**Aim**.
Rewrite the listing below, changing "photograph" to "image" everywhere and keeping every other line as it is. Do not include the pictures in your answer.

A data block
** begin **

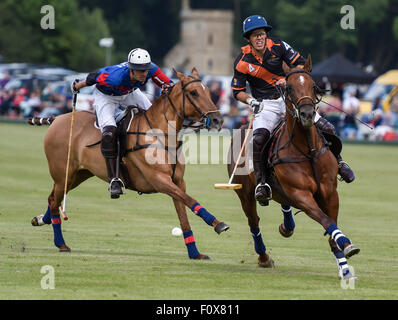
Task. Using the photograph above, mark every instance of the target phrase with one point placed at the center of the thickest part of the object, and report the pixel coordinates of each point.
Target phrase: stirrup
(341, 165)
(268, 187)
(122, 187)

** end **

**Result of this task**.
Task. Using the image above, mark every instance of the target phrase with one point placed at the center of the thickest part of the object, and report the pixel coordinates of each point.
Target phrase: stirrup
(341, 165)
(268, 187)
(122, 187)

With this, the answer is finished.